[Items from a dataset]
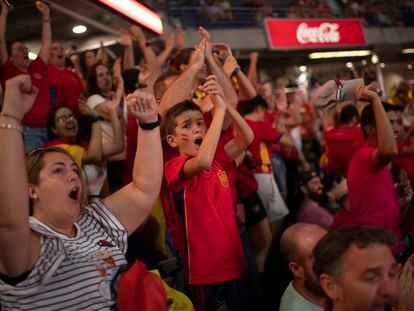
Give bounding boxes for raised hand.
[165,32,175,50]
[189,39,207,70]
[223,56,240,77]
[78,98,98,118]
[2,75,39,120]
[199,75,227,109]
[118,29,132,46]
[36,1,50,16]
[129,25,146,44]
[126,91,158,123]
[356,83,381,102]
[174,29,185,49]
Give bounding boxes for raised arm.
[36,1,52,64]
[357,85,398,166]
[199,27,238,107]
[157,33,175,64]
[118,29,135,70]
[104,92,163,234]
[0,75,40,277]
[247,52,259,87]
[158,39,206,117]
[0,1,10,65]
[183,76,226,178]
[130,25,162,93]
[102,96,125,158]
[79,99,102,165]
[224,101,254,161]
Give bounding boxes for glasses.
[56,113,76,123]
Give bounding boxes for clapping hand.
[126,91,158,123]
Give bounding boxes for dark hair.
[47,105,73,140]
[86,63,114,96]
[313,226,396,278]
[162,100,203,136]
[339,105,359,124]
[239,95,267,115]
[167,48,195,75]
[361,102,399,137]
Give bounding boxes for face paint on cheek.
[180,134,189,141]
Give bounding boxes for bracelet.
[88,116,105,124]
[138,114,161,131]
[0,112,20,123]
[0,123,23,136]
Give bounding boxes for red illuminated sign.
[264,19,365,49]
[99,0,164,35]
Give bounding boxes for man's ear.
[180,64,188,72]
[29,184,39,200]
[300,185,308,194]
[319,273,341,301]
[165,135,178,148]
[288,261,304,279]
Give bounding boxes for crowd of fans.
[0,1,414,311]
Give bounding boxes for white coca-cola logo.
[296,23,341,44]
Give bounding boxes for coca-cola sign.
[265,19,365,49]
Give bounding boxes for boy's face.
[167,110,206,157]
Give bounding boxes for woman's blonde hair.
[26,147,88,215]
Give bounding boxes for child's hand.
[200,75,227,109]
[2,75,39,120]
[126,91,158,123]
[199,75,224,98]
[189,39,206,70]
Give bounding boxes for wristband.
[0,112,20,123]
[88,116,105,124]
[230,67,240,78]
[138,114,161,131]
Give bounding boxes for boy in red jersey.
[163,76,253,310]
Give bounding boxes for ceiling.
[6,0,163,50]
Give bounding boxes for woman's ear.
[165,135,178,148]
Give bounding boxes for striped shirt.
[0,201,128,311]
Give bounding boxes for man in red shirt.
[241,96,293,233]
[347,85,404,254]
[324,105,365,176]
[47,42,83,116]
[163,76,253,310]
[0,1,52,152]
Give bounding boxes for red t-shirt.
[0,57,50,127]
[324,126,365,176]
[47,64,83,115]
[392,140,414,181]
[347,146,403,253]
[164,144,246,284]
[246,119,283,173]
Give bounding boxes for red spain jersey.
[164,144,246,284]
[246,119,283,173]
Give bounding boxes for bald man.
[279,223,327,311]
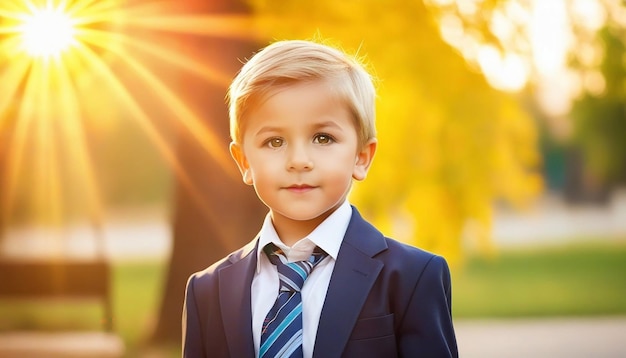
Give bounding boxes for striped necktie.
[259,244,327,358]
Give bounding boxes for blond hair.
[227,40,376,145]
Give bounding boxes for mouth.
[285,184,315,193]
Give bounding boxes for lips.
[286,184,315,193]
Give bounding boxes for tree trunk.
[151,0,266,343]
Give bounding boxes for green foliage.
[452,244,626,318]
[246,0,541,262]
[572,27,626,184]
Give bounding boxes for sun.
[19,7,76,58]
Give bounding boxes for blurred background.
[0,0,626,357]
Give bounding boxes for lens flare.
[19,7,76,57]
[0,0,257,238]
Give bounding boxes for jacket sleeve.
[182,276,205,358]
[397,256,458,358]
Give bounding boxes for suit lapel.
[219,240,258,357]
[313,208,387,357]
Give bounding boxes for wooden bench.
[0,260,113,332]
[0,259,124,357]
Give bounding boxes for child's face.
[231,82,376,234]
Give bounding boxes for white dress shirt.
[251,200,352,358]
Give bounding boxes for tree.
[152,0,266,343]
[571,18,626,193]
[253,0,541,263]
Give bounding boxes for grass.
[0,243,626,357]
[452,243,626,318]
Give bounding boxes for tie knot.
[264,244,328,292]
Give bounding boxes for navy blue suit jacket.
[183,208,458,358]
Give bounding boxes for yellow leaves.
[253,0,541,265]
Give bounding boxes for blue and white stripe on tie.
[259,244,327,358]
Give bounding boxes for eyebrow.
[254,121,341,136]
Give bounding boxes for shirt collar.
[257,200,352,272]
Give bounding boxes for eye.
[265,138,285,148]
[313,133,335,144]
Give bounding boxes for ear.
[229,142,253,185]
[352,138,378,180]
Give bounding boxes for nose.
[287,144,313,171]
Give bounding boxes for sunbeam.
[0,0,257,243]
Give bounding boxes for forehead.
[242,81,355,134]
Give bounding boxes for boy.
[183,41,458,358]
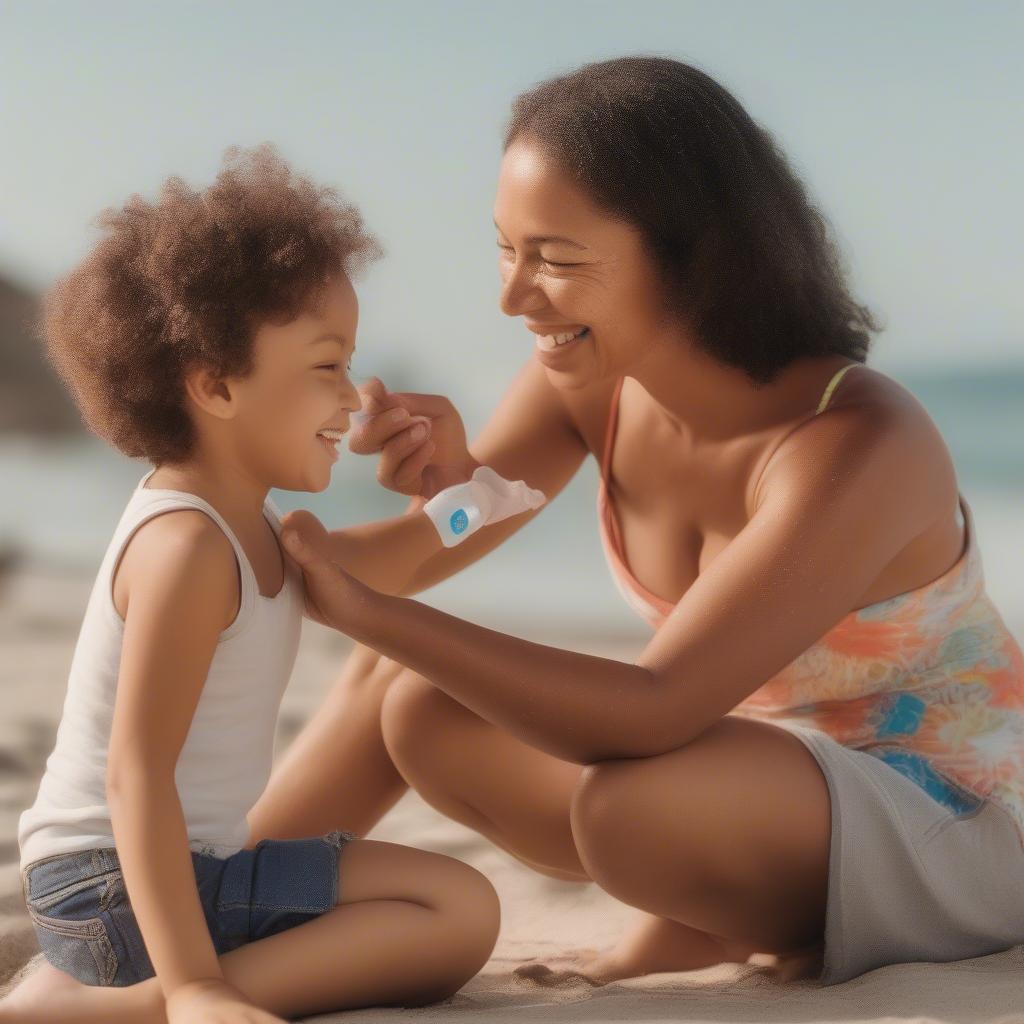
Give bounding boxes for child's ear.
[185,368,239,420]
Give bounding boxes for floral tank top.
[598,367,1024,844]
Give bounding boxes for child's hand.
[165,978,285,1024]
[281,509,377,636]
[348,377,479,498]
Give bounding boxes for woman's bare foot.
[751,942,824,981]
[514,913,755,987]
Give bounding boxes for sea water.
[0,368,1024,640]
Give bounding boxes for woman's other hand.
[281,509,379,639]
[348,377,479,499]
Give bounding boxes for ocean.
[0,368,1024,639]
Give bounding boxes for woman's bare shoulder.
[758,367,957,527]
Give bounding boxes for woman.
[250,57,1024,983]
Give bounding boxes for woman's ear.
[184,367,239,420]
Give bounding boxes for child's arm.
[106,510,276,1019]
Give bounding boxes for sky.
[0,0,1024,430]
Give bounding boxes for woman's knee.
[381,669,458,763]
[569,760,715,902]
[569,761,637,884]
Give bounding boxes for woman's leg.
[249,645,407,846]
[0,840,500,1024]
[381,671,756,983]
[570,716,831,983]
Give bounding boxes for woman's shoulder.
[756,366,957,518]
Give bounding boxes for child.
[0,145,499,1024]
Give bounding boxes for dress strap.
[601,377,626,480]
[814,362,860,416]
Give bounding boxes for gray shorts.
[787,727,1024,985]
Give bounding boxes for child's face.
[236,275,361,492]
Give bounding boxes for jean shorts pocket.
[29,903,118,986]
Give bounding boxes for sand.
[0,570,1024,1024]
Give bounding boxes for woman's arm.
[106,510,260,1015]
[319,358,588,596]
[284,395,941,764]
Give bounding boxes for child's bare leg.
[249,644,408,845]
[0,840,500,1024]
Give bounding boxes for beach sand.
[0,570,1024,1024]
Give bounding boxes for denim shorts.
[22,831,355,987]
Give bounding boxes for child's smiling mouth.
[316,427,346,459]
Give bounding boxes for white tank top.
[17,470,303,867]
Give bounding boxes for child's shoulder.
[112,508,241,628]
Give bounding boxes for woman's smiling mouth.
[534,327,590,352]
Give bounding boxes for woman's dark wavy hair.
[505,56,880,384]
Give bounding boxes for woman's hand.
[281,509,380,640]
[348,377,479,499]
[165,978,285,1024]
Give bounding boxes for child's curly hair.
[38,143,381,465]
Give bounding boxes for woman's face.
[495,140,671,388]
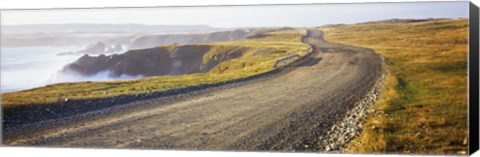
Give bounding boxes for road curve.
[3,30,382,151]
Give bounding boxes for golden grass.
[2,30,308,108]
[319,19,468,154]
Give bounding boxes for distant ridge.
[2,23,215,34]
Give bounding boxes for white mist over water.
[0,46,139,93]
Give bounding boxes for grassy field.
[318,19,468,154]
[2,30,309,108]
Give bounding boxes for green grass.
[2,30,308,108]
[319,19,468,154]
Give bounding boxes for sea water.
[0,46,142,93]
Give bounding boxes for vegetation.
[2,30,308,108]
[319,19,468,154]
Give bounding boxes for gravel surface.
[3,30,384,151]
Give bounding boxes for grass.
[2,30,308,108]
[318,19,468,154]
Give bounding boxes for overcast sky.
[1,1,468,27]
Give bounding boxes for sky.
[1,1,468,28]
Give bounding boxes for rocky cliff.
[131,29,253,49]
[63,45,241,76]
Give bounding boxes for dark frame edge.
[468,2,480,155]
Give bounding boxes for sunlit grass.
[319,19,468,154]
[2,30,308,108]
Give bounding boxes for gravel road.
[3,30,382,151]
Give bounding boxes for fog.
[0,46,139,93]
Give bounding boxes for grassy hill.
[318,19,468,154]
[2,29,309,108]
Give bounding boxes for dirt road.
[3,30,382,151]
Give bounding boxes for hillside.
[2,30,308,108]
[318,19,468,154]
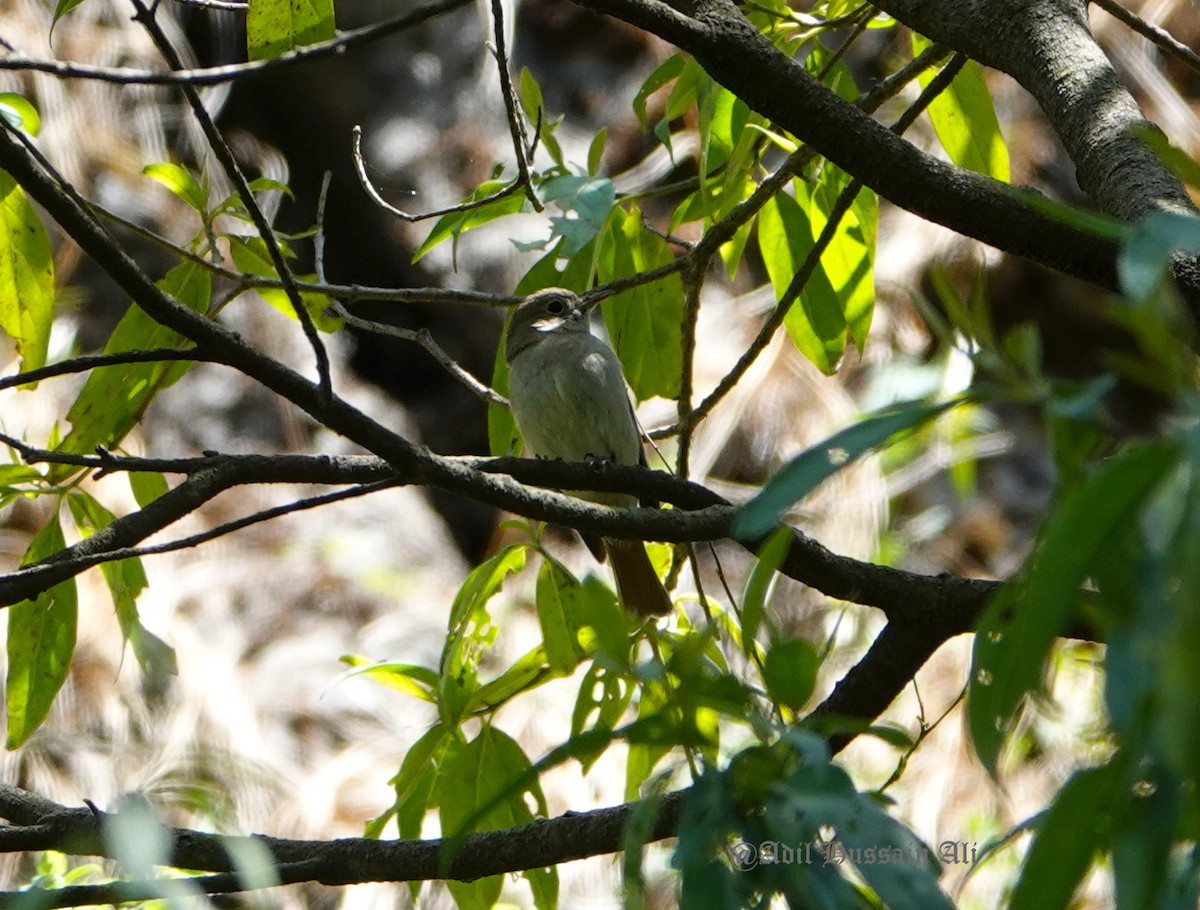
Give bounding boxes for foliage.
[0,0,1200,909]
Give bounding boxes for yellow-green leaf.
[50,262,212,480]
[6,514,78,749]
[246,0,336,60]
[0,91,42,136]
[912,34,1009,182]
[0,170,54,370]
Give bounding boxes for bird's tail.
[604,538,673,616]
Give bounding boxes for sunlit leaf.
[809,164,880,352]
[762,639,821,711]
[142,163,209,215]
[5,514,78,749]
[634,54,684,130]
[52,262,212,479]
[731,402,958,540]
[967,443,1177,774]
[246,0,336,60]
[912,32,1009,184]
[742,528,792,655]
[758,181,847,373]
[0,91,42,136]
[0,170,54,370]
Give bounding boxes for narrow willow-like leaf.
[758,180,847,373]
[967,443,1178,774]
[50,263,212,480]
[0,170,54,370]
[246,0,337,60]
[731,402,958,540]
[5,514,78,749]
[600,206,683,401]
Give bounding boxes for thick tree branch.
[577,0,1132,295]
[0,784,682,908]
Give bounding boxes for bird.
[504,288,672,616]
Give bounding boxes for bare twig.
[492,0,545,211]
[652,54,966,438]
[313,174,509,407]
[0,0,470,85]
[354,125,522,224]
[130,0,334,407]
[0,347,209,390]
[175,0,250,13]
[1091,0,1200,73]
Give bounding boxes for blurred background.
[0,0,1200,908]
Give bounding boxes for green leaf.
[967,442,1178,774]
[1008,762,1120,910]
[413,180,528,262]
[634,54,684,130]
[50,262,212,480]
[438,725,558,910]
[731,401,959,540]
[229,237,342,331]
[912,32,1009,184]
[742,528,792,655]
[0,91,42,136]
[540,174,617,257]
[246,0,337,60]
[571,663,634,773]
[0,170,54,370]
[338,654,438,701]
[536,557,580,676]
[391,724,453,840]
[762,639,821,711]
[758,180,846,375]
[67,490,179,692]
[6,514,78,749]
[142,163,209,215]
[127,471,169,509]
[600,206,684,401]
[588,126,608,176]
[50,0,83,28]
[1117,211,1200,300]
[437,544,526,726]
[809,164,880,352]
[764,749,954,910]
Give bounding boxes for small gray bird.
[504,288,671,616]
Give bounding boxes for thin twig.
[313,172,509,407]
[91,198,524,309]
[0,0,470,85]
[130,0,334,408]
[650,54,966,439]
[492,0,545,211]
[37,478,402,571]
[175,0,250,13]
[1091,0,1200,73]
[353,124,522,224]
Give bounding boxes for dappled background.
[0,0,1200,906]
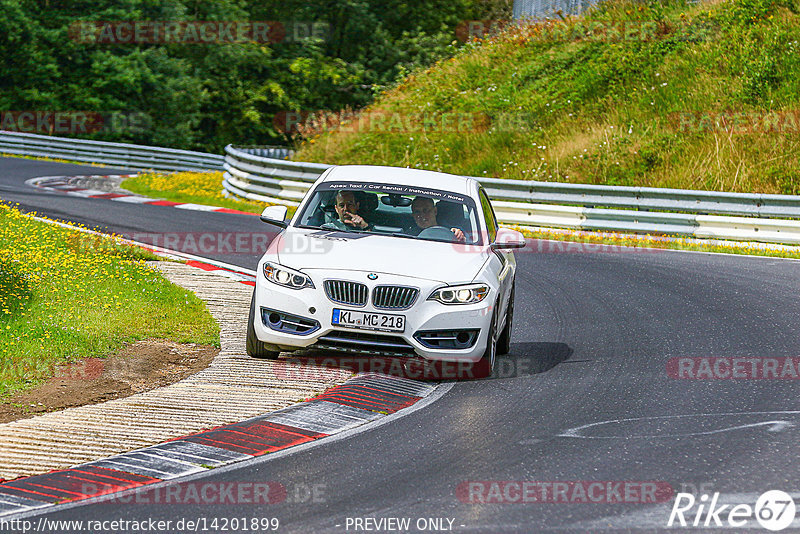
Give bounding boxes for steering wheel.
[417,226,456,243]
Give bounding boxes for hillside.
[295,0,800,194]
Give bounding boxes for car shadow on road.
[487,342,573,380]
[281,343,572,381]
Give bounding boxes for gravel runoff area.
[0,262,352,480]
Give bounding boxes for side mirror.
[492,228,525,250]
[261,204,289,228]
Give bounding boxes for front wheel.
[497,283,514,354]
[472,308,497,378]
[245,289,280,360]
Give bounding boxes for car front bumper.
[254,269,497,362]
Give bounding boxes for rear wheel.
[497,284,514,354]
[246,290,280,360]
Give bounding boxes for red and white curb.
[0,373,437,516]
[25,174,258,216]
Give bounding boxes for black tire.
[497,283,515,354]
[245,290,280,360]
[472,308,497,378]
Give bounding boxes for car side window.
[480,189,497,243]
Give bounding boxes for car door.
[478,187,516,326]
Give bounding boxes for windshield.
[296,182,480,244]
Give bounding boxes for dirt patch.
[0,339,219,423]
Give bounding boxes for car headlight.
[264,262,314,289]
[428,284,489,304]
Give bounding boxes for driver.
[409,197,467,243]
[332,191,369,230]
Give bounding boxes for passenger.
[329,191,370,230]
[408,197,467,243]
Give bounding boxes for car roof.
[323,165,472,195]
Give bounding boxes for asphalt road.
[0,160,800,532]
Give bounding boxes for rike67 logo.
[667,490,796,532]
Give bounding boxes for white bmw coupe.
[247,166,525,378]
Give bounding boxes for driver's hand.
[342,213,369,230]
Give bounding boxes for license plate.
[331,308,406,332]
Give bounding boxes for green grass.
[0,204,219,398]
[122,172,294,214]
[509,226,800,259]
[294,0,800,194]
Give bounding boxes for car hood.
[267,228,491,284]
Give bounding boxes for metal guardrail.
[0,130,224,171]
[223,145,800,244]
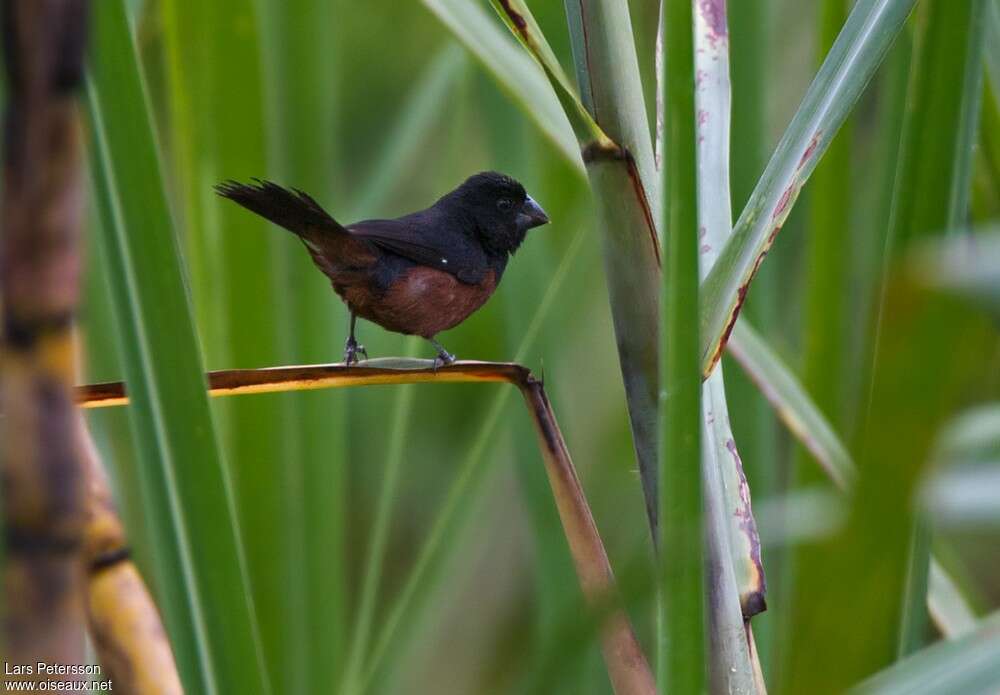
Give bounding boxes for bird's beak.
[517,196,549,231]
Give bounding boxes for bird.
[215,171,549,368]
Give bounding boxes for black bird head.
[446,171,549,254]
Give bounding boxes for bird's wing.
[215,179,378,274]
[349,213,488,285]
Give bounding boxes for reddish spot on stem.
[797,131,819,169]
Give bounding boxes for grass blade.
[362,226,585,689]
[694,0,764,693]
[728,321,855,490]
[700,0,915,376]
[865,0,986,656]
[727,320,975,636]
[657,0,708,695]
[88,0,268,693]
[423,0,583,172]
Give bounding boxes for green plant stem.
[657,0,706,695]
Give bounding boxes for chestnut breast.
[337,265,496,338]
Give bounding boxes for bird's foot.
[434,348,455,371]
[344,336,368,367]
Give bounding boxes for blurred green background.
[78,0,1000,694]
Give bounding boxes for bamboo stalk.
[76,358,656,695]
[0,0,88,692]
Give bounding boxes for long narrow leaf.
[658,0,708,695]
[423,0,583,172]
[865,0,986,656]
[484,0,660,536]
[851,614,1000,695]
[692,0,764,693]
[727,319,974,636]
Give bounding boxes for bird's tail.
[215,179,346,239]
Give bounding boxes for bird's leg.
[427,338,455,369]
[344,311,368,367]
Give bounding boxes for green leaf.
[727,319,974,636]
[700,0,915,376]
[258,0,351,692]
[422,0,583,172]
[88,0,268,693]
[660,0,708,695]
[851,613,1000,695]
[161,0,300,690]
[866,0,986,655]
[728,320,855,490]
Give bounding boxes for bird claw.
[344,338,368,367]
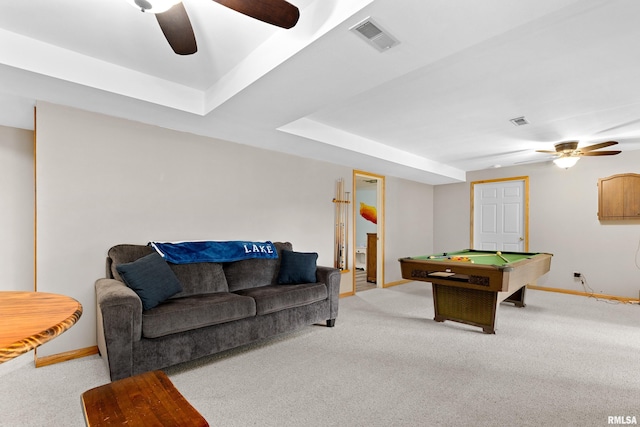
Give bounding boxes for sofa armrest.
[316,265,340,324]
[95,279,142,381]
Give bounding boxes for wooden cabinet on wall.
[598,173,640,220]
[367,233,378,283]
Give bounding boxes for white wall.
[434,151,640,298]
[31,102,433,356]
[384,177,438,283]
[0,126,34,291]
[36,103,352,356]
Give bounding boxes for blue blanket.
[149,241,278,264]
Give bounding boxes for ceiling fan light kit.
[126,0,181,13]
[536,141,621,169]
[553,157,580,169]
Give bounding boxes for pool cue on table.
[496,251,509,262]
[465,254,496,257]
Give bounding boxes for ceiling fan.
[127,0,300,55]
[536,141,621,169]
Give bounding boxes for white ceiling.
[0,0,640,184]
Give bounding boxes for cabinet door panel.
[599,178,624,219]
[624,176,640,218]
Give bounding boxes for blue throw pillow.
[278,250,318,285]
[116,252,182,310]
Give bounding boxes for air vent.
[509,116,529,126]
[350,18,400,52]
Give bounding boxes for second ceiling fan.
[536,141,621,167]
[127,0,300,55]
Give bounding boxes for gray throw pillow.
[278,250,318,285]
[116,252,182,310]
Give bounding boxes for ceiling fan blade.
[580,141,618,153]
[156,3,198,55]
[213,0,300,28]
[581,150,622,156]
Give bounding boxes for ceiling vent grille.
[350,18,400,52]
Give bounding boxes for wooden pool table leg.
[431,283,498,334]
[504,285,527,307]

## Exercise description
List every line of the data above that contains the word "tree", matching case exactly.

## Answer to this task
Give bounding boxes for tree trunk.
Give bounding boxes for tree.
Give bounding boxes for thick tree branch.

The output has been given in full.